- **Задания**:
1: Определите, соответствуют ли статье о Бунине и Нобелевской премии утверждения (a), (b) и (c): (a) Бунин стал нобелевским лауреатом по литературе в 1933 году; (b) в 1914 году Мережковского выдвинул на премию шведский ученый Карл Мелин; (c) премию 1915 года получил Ромен Роллан. На каждое ответьте «да» или «нет» и приведите точную цитату из статьи, которая это решает.
2: Отредактируйте статью о Бунине и Нобелевской премии: приведите отрывок от «За скупыми строками» до «забрезжил свет Надежды.», заменив «Европе» на «Старом Свете».
3: Продолжите статью о Бунине и Нобелевской премии с того места, где она заканчивается.

- **Исходный документ**:

══════

Битва за «кусок». Что сказал Бунин на предложение Мережковского разделить Нобелевскую премию

В 1933 году лауреатом Нобелевской премии по литературе стал Иван Бунин. Это событие было заключительным аккордом продолжительной, и, по большому счету, глубоко трагической пьесы под названием «Нобелевская премия для писателя-эмигранта из России».

За скупыми строками Шведского комитета, сообщившего историческую для русской литературы новость, скрывалась бездна сомнений, слез, мук, просьб и даже весьма сомнительных подковерных игр.

Слух о том, что какой-то русский писатель-эмигрант непременно получит Нобеля в знак уважения к отечественной словесности и труженикам пера, изгнанным с Родины, начал активно культивироваться в эмигрантской среде еще в начале 20-х годов. К концу двадцатых эта мечта обрела плоть и кровь — русских писателей номинировали на премию чуть ли не ежегодно и, хоть их постоянно «обделяли», ощущение, что вот-вот кто-то получит заветный приз, витало в воздухе.

Для нищих, полуголодных писателей-эмигрантов, которые, по большому счету, никому не были нужны в Европе, внезапно забрезжил свет Надежды.

Основных претендентов на «кусок» (так в одном из своих писем премию назвал Иван Шмелев) было четверо — Дмитрий Мережковский, Максим Горький, Иван Бунин и уже упомянутый Иван Шмелев.

Русский проект

Первым после Льва Толстого (которого номинировали 5 раз с 1902 года), номинации на Нобеля был удостоен Дмитрий Мережковский. В 1914 году его выдвинул на премию академик Нестор Котляревский. Через год еще одна попытка — на этот раз Мережковского выдвигает шведский ученый Карл Мелин. Впрочем, обе попытки Дмитрия Сергеевича получились холостыми: в 1914 году премия не вручалась из-за войны, а в 1915 году ее получил Ромен Роллан.

В 1918 году в списке претендентов на Нобеля впервые мелькает имя Максима Горького, но премию он не получил. С 1923 года, когда мир русской эмиграции за границей более-менее сложился, Марком Алдановым был придуман так называемый «Русский проект» — всяческое продвижение в Европе идеи вручения Нобелевской премии одному или сразу нескольким писателям, изгнанным из России. Алданов предлагал давить на следующие рычаги:

  • Важнейшее значение русской литературы и культуры для мира и Европы.

══════

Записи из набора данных

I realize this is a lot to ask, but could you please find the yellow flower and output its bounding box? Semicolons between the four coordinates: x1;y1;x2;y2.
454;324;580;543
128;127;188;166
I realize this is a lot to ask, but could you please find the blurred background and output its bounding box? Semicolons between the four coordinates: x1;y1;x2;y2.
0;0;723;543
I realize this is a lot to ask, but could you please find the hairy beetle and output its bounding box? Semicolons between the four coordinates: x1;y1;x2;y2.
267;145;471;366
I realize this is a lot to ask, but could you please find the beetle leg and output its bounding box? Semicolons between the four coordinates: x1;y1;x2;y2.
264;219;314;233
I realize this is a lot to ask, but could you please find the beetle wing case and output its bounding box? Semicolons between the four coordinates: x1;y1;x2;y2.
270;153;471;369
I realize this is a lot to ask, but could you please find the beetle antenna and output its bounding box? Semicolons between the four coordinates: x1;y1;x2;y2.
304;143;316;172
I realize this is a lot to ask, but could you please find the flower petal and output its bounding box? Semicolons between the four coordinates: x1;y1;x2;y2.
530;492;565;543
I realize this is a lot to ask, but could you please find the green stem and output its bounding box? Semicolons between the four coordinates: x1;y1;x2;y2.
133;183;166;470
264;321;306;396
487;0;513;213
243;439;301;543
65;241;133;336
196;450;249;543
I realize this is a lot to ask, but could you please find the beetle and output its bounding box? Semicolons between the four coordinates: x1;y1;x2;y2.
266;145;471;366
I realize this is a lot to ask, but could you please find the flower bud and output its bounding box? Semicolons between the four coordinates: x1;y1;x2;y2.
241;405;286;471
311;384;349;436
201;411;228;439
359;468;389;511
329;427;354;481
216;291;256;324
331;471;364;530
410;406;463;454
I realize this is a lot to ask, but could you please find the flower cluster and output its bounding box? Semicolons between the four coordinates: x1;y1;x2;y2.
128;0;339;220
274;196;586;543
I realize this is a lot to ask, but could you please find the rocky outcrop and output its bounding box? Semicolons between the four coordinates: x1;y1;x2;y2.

══════

- **Ответы к заданиям**:
1:
(a) Да: «В 1933 году лауреатом Нобелевской премии по литературе стал Иван Бунин».
(b) Нет: «В 1914 году его выдвинул на премию академик Нестор Котляревский».
(c) Да: «а в 1915 году ее получил Ромен Роллан».

2:
За скупыми строками Шведского комитета, сообщившего историческую для русской литературы новость, скрывалась бездна сомнений, слез, мук, просьб и даже весьма сомнительных подковерных игр.

Слух о том, что какой-то русский писатель-эмигрант непременно получит Нобеля в знак уважения к отечественной словесности и труженикам пера, изгнанным с Родины, начал активно культивироваться в эмигрантской среде еще в начале 20-х годов. К концу двадцатых эта мечта обрела плоть и кровь — русских писателей номинировали на премию чуть ли не ежегодно и, хоть их постоянно «обделяли», ощущение, что вот-вот кто-то получит заветный приз, витало в воздухе.

Для нищих, полуголодных писателей-эмигрантов, которые, по большому счету, никому не были нужны в Старом Свете, внезапно забрезжил свет Надежды.

3:
  • Выдающиеся достижения номинантов.
  • Необходимость поддержать русскую культуру в переломный момент.
  • Возможность для Европы «дать по носу» советской власти, нагладив ее идеологического противника.
  • Бедственное положение русских писателей-эмигрантов.

Постепенно «Русский проект» начал раскручиваться, к нему стали подключаться выдающиеся деятели мировой литературы: Томас Манн, Сельма Лагерлеф, Ромен Роллан.

Так, в 1923 году Ромен Роллан предложил Нобелевскому комитету наградить сразу трех русских писателей — Максима Горького, Константина Бальмонта и Ивана Бунина. Однако, Нобеля получил У.Б. Йейтс.

Вплоть до 1933 года на Нобелевскую премию номинируются Горький, Бунин, Мережковский, Шмелев и даже белогвардейский генерал и, по совместительству, писатель и мемуарист Петр Краснов (тот самый, что будет повешен на Красной площади за сотрудничество с фашистами).

«Номинируйте меня, пожалуйста»

Следует сказать, что номинация на премию — это не произвольный акт Шведского комитета, а плод кропотливого труда самого писателя, а также его друзей и поклонников. Номинировать на Нобелевскую премию имеет право ограниченное число лиц — это признанные историки литературы, академики, авторитетные литературоведы, а также лауреаты премии прошлых лет.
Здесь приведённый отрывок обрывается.